YOUR OBJECTIVE — Identify the line that contains "Expected: for each instance of the dry" in the material. Output it and every line after it, unchanged, through the end.

INFORMATION SUPPLIED —
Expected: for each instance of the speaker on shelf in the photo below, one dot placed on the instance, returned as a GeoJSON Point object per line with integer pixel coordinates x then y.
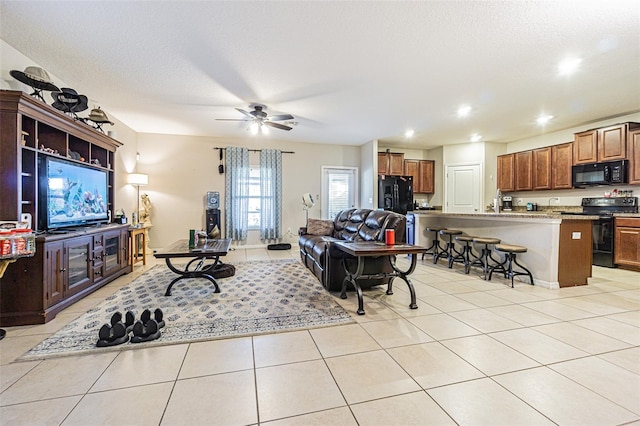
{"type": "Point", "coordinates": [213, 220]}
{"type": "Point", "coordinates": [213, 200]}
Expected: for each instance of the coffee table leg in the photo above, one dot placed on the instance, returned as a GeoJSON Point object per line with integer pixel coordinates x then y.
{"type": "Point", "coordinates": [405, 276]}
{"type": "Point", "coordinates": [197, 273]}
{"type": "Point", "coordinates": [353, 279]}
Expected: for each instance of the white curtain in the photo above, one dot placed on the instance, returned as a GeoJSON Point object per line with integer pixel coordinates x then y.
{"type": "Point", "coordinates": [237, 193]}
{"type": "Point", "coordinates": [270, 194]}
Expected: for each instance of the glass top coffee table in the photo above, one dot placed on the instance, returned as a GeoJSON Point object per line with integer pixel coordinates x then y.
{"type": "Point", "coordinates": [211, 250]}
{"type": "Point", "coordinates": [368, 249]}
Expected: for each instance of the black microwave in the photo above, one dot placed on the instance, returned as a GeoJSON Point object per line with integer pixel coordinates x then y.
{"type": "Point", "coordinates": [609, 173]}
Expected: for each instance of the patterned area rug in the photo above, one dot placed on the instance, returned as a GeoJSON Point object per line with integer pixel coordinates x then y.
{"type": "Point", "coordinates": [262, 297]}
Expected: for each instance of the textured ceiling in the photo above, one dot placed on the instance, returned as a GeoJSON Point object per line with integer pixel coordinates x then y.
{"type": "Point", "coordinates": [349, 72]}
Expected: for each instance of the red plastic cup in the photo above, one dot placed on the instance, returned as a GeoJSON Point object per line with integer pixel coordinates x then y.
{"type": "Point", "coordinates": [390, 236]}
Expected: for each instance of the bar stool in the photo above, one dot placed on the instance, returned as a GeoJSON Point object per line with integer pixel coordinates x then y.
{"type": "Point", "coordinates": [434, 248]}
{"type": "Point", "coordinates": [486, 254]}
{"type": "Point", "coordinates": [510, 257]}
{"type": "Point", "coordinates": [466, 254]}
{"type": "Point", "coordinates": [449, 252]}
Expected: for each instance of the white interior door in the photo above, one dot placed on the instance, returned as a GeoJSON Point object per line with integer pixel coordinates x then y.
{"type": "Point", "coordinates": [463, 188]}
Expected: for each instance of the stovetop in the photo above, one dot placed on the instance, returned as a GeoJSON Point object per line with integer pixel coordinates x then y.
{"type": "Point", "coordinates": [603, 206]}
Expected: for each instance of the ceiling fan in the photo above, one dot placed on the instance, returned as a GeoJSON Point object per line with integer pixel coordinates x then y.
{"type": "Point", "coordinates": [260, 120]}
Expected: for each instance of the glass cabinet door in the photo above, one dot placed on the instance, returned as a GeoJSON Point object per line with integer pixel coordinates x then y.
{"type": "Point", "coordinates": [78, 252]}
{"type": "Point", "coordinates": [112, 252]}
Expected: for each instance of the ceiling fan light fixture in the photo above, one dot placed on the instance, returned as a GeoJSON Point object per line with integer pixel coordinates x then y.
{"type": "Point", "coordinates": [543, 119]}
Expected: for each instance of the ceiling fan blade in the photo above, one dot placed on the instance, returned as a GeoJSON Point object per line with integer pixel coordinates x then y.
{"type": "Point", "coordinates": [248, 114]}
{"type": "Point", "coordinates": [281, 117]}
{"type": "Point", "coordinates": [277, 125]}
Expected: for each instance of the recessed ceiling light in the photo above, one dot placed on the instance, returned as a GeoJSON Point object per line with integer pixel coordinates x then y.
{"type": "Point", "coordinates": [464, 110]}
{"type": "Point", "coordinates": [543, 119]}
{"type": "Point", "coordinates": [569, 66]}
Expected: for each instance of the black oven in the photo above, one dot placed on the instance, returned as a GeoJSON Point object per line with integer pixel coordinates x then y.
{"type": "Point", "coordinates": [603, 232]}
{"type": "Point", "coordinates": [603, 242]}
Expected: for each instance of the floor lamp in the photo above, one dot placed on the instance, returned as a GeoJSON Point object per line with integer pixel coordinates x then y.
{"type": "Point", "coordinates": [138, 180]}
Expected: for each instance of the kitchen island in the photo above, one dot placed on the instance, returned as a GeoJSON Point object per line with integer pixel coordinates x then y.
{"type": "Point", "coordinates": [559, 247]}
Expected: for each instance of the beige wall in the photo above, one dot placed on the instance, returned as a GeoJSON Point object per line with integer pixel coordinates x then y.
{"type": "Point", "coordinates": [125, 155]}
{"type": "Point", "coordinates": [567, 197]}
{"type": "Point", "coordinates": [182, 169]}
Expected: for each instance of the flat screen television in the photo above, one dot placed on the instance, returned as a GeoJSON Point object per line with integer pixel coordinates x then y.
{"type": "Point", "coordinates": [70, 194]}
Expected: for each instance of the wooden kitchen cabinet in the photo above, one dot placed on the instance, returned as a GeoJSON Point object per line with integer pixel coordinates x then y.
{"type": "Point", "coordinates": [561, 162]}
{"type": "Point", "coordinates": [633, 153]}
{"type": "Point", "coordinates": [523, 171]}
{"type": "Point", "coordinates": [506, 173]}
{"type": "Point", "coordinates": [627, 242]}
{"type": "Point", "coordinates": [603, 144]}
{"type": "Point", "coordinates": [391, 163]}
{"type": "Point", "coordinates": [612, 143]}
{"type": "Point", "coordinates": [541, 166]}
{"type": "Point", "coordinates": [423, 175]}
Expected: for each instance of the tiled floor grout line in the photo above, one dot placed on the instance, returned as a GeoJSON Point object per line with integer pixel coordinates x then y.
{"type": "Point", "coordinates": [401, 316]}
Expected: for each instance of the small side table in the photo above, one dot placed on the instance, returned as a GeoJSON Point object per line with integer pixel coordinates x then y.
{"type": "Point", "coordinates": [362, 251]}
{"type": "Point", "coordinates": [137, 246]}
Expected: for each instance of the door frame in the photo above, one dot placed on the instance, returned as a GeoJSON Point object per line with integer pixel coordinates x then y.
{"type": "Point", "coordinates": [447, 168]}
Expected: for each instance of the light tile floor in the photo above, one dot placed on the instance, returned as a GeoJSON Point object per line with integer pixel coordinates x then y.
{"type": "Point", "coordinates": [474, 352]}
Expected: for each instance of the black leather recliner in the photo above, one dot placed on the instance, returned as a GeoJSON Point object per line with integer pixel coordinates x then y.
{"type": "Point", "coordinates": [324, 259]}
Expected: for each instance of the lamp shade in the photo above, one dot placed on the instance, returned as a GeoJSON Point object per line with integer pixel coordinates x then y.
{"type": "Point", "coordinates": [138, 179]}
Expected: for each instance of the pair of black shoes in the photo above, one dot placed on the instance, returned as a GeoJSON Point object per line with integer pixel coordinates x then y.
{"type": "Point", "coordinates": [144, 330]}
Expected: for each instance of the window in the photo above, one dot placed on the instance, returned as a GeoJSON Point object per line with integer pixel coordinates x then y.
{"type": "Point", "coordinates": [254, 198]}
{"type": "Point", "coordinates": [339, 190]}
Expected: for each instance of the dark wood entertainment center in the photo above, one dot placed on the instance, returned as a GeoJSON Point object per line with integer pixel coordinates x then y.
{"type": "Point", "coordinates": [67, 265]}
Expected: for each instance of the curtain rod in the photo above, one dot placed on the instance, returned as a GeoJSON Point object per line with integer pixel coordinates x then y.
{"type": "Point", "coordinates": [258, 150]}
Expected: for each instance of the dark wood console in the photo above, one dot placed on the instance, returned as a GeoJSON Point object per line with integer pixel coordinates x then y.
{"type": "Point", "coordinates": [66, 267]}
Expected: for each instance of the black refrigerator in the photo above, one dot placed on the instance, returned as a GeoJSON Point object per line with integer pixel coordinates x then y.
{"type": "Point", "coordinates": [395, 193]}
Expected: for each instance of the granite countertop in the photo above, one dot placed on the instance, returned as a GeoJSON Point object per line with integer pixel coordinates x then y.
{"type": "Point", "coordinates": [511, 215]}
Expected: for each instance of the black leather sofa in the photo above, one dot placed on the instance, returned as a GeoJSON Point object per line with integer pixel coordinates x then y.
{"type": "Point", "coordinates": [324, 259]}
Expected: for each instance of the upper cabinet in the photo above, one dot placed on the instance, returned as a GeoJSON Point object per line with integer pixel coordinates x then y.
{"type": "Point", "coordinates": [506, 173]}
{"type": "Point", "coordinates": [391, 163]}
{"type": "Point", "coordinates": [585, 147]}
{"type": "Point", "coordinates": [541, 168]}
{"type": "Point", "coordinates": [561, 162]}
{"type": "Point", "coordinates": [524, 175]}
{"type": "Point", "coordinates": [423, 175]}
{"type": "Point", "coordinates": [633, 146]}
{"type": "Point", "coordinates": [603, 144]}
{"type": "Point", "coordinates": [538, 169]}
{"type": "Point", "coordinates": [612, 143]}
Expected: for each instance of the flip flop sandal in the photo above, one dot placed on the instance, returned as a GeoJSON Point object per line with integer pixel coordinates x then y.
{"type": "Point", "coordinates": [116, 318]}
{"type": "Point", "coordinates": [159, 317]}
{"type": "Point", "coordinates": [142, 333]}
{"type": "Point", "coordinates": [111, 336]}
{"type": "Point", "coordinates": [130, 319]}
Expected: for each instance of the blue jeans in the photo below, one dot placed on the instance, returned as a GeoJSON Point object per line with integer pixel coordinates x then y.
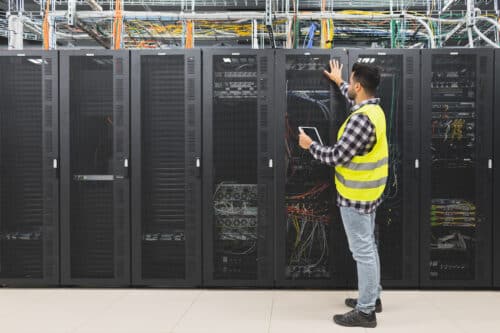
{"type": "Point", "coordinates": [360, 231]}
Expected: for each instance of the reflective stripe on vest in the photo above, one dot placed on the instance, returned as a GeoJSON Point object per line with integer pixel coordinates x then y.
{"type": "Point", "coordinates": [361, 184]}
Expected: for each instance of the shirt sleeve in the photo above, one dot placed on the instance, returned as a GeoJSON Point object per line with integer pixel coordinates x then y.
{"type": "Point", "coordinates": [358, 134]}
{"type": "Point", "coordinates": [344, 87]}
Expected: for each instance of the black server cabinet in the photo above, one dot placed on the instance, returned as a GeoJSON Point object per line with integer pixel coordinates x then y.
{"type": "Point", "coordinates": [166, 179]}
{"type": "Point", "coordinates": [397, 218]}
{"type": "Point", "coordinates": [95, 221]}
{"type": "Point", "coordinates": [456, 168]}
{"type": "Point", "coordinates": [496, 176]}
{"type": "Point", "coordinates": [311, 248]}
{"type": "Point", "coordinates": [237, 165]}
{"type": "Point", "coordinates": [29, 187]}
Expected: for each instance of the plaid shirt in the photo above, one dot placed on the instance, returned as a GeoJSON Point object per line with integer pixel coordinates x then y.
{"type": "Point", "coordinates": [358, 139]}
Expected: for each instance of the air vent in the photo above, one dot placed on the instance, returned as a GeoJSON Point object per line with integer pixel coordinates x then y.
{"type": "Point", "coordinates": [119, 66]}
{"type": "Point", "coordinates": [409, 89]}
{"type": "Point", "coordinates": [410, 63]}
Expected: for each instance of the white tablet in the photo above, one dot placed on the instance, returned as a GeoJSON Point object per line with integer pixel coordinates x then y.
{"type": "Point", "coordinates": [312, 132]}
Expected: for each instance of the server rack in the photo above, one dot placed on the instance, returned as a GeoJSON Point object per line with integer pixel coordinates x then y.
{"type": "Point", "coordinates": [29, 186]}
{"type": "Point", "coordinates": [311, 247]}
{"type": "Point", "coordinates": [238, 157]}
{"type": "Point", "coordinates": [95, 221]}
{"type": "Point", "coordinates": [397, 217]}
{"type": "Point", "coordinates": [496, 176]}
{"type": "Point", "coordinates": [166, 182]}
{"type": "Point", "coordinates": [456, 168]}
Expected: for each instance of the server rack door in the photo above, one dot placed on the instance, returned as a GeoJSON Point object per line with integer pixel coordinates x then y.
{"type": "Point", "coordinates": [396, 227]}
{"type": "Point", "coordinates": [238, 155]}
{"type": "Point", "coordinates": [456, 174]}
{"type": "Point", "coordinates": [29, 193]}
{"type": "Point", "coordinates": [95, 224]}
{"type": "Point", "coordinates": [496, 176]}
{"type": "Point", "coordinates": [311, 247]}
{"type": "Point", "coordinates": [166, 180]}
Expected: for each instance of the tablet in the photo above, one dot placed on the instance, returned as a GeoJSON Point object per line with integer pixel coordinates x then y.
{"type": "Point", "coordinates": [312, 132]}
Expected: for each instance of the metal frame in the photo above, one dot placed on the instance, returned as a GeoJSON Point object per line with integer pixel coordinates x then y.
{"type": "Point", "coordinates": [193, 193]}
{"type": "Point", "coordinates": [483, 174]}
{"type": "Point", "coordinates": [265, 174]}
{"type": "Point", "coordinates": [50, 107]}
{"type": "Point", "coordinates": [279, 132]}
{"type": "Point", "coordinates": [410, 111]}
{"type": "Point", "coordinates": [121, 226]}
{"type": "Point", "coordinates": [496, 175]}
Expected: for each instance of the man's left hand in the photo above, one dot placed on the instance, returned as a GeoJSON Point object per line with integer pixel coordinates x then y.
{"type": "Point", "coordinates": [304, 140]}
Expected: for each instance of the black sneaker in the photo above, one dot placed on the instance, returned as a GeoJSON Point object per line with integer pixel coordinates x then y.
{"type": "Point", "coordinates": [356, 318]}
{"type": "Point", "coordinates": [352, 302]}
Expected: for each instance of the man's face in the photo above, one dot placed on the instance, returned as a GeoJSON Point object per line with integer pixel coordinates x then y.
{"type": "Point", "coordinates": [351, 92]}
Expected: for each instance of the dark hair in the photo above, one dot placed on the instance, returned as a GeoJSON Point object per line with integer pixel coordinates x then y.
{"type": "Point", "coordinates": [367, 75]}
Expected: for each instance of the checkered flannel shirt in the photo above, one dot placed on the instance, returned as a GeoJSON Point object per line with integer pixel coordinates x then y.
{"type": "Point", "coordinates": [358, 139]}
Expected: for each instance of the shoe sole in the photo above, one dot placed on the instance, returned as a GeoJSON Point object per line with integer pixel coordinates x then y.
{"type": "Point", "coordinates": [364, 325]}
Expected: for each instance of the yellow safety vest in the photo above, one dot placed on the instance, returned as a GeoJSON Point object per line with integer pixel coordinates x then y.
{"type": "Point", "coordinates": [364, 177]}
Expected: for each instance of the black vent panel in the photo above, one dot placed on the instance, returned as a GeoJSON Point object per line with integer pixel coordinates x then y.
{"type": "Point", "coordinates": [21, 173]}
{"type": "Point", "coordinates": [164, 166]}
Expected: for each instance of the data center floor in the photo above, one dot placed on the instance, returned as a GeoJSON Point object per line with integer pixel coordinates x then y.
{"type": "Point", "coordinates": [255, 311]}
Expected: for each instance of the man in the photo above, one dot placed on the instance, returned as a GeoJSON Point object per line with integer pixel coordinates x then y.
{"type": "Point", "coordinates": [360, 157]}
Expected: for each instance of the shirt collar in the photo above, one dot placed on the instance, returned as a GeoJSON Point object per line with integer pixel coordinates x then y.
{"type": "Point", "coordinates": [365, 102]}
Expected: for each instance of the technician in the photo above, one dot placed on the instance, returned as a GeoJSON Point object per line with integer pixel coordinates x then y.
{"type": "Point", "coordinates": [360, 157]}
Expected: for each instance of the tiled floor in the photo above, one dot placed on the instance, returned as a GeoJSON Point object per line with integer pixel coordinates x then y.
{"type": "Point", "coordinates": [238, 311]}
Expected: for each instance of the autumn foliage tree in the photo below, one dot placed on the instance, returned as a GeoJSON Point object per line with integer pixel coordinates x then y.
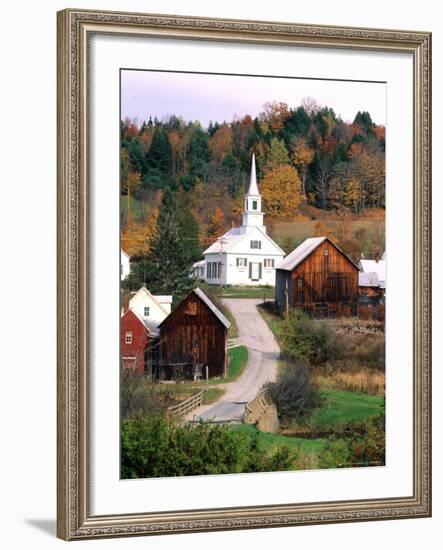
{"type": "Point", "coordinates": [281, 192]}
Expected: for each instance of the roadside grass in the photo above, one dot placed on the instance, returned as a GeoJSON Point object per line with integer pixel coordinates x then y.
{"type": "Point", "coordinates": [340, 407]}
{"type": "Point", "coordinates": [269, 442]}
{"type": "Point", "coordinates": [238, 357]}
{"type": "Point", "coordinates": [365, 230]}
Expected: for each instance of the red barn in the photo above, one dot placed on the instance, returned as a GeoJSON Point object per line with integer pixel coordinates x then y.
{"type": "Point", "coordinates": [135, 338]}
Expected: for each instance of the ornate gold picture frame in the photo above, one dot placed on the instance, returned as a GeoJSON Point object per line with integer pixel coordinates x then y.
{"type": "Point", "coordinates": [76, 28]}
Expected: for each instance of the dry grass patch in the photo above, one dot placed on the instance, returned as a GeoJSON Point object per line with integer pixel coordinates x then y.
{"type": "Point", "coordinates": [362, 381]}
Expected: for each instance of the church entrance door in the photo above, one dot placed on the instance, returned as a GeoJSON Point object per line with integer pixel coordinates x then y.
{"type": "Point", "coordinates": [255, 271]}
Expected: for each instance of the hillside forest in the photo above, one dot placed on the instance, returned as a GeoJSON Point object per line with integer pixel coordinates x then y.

OUTPUT FOR THIS TASK —
Expected: for each instance of the dry grass patch in the photo above, one dot placed on the instance, returned as a GeoJSON Point object per line with integer pixel coordinates x then y.
{"type": "Point", "coordinates": [362, 381]}
Expected: for each instance of the church entrance door in the photo above, one dot placed on the instance, returned as a GeoJSON Point object per line with integer pixel coordinates x then y.
{"type": "Point", "coordinates": [255, 271]}
Expected: for each instance of the hillside forest in the photo above, one dot placed on the instance, returned as a GeoJSON Point object per line with integer pixel coordinates x then y.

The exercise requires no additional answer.